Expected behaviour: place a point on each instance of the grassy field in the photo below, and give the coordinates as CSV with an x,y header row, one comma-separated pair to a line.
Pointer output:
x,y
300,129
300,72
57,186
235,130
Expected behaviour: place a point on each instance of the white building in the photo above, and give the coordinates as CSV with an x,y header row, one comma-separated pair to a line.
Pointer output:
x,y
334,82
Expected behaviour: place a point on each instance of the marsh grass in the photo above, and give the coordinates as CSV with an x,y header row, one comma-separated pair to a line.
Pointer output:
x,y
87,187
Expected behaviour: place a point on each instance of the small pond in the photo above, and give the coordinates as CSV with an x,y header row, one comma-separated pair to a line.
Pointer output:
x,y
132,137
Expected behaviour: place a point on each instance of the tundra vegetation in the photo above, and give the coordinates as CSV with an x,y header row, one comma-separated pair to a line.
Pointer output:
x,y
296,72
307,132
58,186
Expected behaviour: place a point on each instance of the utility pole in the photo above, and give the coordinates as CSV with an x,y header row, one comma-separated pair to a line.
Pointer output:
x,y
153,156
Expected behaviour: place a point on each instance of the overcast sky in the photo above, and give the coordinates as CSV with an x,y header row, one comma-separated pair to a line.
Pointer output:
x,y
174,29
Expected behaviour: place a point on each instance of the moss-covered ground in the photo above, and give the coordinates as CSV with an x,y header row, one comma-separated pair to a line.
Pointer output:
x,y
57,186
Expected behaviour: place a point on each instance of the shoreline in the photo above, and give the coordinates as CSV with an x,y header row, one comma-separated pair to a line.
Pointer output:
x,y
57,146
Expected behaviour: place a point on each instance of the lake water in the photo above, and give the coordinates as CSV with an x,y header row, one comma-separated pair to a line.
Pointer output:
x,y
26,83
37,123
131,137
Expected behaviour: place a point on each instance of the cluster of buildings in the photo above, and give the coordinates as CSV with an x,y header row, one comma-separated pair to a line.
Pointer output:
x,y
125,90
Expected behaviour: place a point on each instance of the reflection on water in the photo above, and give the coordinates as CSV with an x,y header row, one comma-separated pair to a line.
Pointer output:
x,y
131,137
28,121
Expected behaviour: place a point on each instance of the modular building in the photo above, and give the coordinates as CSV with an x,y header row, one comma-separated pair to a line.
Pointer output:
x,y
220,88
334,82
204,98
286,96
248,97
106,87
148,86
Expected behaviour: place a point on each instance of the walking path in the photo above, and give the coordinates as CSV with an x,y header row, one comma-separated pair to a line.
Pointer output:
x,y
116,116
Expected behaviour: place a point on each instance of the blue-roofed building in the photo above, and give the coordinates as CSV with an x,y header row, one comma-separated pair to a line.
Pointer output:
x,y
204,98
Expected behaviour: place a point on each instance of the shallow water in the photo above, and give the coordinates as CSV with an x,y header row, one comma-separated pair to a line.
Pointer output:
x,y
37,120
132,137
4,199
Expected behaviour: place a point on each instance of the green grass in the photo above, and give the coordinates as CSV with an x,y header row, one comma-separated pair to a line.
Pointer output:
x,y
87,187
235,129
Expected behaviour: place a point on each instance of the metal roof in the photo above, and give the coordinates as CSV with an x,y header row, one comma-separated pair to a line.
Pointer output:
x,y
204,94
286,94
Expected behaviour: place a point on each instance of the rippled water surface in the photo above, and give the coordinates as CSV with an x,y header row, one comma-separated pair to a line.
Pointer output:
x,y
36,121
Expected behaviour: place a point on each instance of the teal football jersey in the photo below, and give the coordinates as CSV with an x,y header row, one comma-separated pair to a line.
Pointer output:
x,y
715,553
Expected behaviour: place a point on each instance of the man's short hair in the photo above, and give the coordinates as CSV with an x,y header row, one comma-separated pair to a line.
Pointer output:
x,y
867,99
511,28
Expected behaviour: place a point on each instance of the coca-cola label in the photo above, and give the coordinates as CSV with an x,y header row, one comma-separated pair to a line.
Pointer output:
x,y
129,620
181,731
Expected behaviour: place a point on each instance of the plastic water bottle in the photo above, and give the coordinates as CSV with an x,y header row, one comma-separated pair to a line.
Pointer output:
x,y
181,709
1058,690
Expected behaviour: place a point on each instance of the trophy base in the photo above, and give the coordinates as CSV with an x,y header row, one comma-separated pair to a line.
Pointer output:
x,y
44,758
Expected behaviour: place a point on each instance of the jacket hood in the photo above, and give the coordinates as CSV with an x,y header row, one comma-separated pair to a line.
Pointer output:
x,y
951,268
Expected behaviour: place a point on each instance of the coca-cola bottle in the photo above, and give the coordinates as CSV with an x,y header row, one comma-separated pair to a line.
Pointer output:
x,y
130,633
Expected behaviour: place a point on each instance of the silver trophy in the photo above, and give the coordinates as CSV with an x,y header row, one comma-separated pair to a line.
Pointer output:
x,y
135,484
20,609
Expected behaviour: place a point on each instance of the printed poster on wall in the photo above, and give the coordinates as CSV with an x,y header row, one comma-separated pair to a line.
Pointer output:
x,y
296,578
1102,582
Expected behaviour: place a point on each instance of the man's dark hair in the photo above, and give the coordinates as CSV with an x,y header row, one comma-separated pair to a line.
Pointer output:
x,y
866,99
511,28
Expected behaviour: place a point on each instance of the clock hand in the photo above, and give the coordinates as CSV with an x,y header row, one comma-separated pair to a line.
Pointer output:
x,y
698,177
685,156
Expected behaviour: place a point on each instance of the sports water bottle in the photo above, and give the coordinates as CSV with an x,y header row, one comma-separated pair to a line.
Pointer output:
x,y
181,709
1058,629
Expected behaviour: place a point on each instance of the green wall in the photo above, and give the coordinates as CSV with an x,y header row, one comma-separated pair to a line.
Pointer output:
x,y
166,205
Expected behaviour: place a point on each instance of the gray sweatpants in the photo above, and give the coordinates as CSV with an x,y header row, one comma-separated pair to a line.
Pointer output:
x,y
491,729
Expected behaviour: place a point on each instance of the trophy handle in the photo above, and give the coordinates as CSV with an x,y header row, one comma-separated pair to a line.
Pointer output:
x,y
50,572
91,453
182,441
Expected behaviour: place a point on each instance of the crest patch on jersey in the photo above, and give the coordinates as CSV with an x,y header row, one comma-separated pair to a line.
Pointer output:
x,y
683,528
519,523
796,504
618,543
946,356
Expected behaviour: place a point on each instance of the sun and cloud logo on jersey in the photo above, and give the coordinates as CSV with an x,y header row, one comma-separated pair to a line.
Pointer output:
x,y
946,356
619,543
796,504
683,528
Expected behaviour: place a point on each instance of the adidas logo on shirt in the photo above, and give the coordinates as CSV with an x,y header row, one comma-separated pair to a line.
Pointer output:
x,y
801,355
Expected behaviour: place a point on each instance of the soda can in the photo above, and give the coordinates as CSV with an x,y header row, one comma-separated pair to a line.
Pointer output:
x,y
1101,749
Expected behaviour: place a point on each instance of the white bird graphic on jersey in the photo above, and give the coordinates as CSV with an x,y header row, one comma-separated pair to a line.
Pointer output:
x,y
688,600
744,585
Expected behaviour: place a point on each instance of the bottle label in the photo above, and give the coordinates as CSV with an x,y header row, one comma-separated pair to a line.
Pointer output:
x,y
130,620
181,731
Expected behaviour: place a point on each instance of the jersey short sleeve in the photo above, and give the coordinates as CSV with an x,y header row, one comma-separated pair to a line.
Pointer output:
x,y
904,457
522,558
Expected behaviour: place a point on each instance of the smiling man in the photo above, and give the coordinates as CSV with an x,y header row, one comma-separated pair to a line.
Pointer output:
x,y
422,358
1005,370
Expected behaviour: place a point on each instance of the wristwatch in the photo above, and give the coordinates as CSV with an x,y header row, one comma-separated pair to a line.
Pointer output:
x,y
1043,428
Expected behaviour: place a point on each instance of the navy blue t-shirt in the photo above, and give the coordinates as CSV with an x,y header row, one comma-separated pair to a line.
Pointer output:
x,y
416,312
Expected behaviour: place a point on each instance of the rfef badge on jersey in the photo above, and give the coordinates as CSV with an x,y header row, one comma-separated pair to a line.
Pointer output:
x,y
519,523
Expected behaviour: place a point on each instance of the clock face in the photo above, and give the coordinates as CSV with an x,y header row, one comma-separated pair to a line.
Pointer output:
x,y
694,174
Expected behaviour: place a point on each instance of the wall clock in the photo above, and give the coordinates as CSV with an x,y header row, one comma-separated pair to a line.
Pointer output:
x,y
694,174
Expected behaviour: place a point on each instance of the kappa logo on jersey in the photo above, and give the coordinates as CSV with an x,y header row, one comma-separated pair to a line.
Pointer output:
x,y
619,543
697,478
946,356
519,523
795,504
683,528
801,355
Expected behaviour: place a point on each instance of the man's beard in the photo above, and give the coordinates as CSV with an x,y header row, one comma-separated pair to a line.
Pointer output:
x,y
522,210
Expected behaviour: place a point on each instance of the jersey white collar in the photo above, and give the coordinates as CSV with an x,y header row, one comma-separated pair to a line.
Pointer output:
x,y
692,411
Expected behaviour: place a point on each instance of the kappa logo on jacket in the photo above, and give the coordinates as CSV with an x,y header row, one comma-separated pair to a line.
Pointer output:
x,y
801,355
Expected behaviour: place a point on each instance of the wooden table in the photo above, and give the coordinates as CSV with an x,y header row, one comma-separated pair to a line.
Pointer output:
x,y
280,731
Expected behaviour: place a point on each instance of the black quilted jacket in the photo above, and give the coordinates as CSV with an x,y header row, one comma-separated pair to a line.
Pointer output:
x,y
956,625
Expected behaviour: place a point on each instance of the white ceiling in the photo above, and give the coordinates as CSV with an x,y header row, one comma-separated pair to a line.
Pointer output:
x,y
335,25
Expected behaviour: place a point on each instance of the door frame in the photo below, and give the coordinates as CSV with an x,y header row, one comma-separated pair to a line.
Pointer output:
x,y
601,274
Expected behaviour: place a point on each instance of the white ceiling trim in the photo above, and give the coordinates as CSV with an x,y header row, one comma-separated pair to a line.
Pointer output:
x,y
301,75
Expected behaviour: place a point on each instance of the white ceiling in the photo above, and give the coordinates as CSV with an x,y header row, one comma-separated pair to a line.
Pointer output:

━━━━

Task objective
Write out, word for word, every line from the one containing "Expected behaviour: place a point on each instance of the door" through the last line of the records above.

Finished task
Expected behaviour: place a point on each instance of the door frame in the photo below, and give the coordinates as CSV with an x,y header row, one comma-separated pair to a line.
Pointer output:
x,y
601,274
Expected behaviour: place a point on each instance of the white ceiling trim in the photo above, and give the coordinates as CSV with an x,y header row, one comma-separated pair to a line.
Pointer output:
x,y
301,75
Expected behaviour: place a point on each instance of the white ceiling in the photo above, and give the coordinates as CSV with an x,y header row, one comma-separated pair to a line.
Pointer output:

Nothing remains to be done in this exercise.